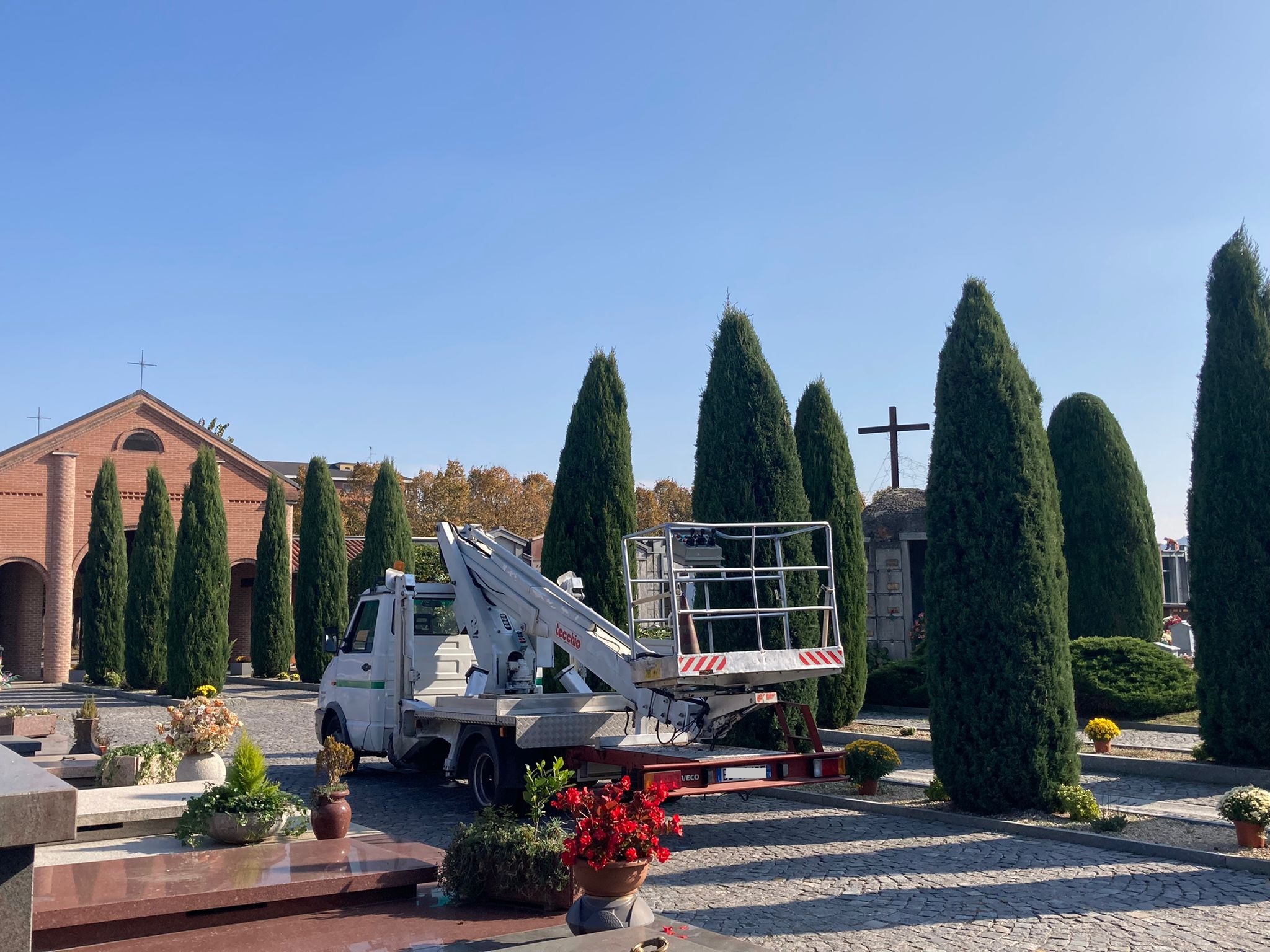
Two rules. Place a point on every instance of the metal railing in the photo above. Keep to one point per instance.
(689, 588)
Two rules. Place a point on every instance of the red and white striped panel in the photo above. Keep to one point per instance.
(701, 664)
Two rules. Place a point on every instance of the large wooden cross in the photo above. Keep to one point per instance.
(894, 430)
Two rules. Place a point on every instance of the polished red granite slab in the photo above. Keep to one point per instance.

◆ ◆ ◆ ◆ ◆ ◆ ◆

Return exactly the lines from the one containing "Two rules. Place a point on every instance of the red" through the last line of the records above, both included, and nothing else.

Two rules. Place a point on every instance of the red and white striped panel in the photo above. Keep to one point per instance.
(701, 664)
Two rules. Place a point on every instance of the large wooden cross in the photo above. Keep to one point per instance.
(894, 430)
Two rules. Place a point on every instance of the polished red granite slab in the photo above. Keep to one point per instance.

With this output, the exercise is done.